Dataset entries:

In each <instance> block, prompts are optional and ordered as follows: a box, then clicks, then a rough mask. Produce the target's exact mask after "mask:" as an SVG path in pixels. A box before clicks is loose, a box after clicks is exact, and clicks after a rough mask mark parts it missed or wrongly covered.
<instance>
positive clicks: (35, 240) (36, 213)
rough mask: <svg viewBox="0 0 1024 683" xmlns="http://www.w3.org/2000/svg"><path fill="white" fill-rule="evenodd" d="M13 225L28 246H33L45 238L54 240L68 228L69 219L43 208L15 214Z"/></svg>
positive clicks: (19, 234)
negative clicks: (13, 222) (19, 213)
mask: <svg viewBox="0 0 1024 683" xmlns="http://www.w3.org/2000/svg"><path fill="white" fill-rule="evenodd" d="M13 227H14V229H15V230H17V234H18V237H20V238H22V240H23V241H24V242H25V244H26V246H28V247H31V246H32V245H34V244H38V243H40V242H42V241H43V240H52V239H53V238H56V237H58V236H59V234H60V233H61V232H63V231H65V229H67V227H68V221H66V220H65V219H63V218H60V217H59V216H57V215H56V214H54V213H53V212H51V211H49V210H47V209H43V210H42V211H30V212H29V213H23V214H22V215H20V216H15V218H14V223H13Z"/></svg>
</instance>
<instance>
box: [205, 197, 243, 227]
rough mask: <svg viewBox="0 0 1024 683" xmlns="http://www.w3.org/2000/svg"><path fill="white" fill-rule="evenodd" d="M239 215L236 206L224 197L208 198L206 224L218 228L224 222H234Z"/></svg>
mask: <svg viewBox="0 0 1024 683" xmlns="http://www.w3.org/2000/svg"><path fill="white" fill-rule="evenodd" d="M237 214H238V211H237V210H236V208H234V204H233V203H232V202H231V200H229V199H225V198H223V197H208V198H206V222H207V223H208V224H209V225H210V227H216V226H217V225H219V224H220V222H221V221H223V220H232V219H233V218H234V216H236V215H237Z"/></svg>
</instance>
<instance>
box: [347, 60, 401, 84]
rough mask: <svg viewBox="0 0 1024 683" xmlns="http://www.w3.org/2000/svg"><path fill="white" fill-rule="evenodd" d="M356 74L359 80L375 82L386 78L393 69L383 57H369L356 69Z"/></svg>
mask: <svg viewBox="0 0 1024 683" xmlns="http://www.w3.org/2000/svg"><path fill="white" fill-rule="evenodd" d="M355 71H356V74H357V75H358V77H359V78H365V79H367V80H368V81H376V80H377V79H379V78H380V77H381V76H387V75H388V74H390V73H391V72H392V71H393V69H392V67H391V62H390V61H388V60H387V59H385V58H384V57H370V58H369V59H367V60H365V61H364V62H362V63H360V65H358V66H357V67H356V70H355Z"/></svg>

### Work task
Copy out every line of the items above character for character.

### Written response
In each <instance> block, prompts are optional and ordered as follows: a box, then clicks, then a rough mask. Produce the target's exact mask after "mask:" as an SVG path in pixels. A box before clicks is loose, a box after clicks is exact, and clicks after a rough mask mark parts it missed or wrongly covered.
<instance>
positive clicks: (35, 240) (36, 213)
rough mask: <svg viewBox="0 0 1024 683" xmlns="http://www.w3.org/2000/svg"><path fill="white" fill-rule="evenodd" d="M13 225L28 246H33L45 238L54 240L68 228L69 219L43 208L15 214Z"/></svg>
positive clicks: (19, 234)
negative clicks: (13, 222) (19, 213)
mask: <svg viewBox="0 0 1024 683" xmlns="http://www.w3.org/2000/svg"><path fill="white" fill-rule="evenodd" d="M13 227H14V229H15V230H17V234H18V237H20V238H22V240H23V241H24V242H25V244H26V246H28V247H31V246H32V245H34V244H38V243H40V242H42V241H43V240H52V239H53V238H56V237H58V236H59V234H60V233H61V232H63V231H65V229H67V227H68V221H66V220H65V219H63V218H60V217H59V216H57V215H56V214H54V213H53V212H51V211H49V210H47V209H43V210H42V211H30V212H29V213H23V214H22V215H20V216H15V218H14V223H13Z"/></svg>
</instance>
<instance>
box: [205, 197, 243, 227]
rough mask: <svg viewBox="0 0 1024 683" xmlns="http://www.w3.org/2000/svg"><path fill="white" fill-rule="evenodd" d="M239 215L236 206L224 197L208 198L206 224L218 228L224 222H234Z"/></svg>
mask: <svg viewBox="0 0 1024 683" xmlns="http://www.w3.org/2000/svg"><path fill="white" fill-rule="evenodd" d="M237 214H238V211H237V210H236V208H234V204H233V203H232V202H231V200H229V199H225V198H223V197H208V198H206V222H207V223H208V224H209V225H210V227H216V226H217V225H219V224H220V222H221V221H223V220H232V219H233V218H234V216H236V215H237Z"/></svg>
</instance>
<instance>
box: [347, 60, 401, 84]
rough mask: <svg viewBox="0 0 1024 683" xmlns="http://www.w3.org/2000/svg"><path fill="white" fill-rule="evenodd" d="M356 74L359 80L375 82L386 78L393 69L383 57H369L356 69Z"/></svg>
mask: <svg viewBox="0 0 1024 683" xmlns="http://www.w3.org/2000/svg"><path fill="white" fill-rule="evenodd" d="M355 71H356V74H357V75H358V77H359V78H365V79H367V80H368V81H376V80H377V79H379V78H380V77H381V76H387V75H388V74H390V73H391V72H392V71H393V69H392V67H391V62H390V61H388V60H387V59H385V58H384V57H370V58H369V59H367V60H365V61H364V62H362V63H360V65H358V66H357V67H356V70H355Z"/></svg>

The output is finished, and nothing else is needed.